THE PROBLEM = Scale the lines below, from the line containing "of the farmland" through the end, and give back only those lines in full. Multiply every x and y coordinate in the answers by 1.45 and round each result to a whole number, rounding halves up.

──────── MATERIAL FOR THE TASK ────────

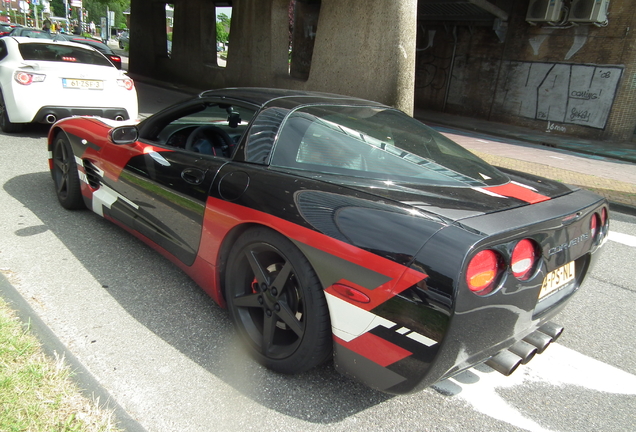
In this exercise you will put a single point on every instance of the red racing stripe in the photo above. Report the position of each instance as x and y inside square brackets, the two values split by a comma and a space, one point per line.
[376, 349]
[512, 190]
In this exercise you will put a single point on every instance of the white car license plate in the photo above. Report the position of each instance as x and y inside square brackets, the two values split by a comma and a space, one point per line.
[82, 84]
[556, 279]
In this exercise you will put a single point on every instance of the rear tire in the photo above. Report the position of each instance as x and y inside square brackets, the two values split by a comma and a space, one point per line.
[65, 174]
[5, 124]
[277, 303]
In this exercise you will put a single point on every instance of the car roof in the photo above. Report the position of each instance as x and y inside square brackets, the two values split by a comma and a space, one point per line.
[284, 98]
[23, 40]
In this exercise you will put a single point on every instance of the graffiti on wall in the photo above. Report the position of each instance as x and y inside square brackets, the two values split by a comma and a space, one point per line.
[559, 93]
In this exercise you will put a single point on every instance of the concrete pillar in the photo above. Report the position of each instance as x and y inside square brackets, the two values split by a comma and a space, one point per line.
[366, 49]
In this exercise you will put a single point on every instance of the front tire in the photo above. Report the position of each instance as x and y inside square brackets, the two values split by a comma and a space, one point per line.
[277, 303]
[65, 174]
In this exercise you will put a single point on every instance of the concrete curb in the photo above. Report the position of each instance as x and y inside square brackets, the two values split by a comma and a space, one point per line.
[51, 345]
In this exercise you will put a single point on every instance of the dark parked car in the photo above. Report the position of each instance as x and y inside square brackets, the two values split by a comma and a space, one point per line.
[332, 226]
[99, 46]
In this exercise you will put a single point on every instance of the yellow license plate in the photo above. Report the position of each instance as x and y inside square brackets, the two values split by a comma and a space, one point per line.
[556, 279]
[83, 84]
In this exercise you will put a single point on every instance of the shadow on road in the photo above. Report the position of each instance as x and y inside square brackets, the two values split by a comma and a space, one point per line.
[167, 302]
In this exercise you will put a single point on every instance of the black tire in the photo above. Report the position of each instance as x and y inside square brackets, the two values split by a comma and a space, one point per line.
[277, 303]
[65, 175]
[5, 124]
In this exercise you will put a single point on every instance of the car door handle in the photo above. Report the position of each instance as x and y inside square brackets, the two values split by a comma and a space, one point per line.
[193, 176]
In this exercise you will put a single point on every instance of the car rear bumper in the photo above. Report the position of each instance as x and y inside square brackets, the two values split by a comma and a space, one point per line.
[50, 114]
[437, 328]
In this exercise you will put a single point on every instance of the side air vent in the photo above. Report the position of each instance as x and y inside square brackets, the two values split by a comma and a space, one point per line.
[93, 174]
[544, 11]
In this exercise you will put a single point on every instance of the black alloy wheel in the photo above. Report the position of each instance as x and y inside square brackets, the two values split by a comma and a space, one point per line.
[65, 175]
[277, 303]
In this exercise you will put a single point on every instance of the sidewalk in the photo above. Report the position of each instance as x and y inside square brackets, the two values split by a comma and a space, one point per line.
[605, 168]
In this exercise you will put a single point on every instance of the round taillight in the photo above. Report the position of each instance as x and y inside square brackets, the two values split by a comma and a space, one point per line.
[482, 271]
[24, 78]
[524, 258]
[594, 225]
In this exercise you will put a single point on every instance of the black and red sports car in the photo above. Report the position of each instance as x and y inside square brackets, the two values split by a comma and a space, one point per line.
[334, 226]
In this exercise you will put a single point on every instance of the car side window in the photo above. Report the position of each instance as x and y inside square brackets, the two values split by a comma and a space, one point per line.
[3, 49]
[262, 134]
[211, 129]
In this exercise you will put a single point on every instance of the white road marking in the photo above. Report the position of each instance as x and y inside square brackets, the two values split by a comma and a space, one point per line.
[558, 366]
[625, 239]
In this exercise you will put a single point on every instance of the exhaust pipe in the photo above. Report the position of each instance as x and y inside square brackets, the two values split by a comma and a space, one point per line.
[524, 350]
[552, 330]
[505, 362]
[538, 339]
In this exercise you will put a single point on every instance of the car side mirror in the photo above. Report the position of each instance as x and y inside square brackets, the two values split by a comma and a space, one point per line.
[124, 135]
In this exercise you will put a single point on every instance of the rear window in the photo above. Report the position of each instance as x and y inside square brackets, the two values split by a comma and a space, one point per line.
[378, 143]
[62, 53]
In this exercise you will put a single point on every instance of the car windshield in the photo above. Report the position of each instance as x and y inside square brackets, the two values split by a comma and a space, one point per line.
[61, 53]
[376, 142]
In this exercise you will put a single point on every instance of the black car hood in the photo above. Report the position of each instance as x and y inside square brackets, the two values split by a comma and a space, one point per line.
[456, 203]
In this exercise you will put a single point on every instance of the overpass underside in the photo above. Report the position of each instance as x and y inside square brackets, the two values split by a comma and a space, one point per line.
[498, 60]
[364, 49]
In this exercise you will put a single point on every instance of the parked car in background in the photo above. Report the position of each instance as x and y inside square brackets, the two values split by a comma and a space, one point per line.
[44, 80]
[99, 46]
[31, 33]
[334, 227]
[124, 39]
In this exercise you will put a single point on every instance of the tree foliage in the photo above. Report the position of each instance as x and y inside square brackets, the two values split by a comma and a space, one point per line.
[222, 28]
[96, 10]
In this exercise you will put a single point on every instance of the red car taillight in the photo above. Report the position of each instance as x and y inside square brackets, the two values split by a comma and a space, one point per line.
[483, 271]
[604, 217]
[116, 60]
[127, 83]
[524, 259]
[595, 223]
[26, 78]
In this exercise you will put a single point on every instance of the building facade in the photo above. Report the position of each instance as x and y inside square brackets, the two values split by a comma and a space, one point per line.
[563, 66]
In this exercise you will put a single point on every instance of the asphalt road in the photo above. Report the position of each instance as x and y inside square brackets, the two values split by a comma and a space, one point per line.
[168, 355]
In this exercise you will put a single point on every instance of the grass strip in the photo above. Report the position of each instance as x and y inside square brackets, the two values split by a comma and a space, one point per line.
[36, 392]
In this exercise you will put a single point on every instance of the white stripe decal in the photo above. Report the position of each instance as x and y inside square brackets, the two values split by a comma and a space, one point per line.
[349, 322]
[421, 339]
[525, 186]
[626, 239]
[484, 191]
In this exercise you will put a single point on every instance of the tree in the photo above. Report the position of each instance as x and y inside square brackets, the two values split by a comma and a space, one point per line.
[222, 28]
[97, 9]
[57, 8]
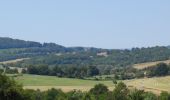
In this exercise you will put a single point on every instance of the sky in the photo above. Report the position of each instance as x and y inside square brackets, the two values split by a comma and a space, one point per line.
[112, 24]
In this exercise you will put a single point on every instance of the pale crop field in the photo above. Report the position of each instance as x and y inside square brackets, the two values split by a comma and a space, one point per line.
[149, 64]
[155, 85]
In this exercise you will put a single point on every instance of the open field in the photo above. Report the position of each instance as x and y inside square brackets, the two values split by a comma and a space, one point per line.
[66, 84]
[13, 61]
[149, 64]
[155, 85]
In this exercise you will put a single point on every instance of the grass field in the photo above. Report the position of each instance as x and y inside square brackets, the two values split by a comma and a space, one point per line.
[149, 64]
[66, 84]
[13, 61]
[155, 85]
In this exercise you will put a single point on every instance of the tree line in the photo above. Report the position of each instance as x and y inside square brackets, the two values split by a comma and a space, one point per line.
[11, 90]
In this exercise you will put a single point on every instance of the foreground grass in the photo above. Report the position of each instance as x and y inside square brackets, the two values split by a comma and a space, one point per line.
[66, 84]
[155, 85]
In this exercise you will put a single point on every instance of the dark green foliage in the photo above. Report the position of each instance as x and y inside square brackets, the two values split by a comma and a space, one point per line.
[160, 69]
[63, 71]
[120, 92]
[136, 95]
[9, 89]
[164, 96]
[54, 94]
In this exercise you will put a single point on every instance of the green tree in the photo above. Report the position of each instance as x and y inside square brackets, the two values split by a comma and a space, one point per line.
[120, 92]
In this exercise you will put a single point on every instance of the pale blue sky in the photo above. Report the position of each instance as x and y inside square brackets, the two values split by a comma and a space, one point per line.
[97, 23]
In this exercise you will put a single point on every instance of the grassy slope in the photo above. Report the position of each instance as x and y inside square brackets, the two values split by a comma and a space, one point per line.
[66, 84]
[149, 64]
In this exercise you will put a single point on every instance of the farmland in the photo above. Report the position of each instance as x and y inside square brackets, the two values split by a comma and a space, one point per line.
[149, 64]
[67, 84]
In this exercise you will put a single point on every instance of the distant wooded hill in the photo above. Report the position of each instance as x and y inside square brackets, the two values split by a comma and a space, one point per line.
[52, 54]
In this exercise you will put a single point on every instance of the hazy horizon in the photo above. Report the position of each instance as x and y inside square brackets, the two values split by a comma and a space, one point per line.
[103, 24]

────────

OUTPUT FOR THIS EXERCISE =
In this exercise you will put a single point on every instance of the farmland in the photo above. Report the position of each instance as x and y inside square brackets, the two values split by a comma and a space, one point per line.
[216, 93]
[97, 122]
In this exercise you will put a single point on every instance of the distant wooded hill in the photo above. Report the position of each instance as x and y inside square brackets, the two values split by a comma and a space, one point per line.
[75, 78]
In this exercise you will put a single point on every instance of the hazy horizon in the photo above. Report the position of each instance as x and y inside square brackets, the two values split by a comma and a space, one point per line.
[149, 35]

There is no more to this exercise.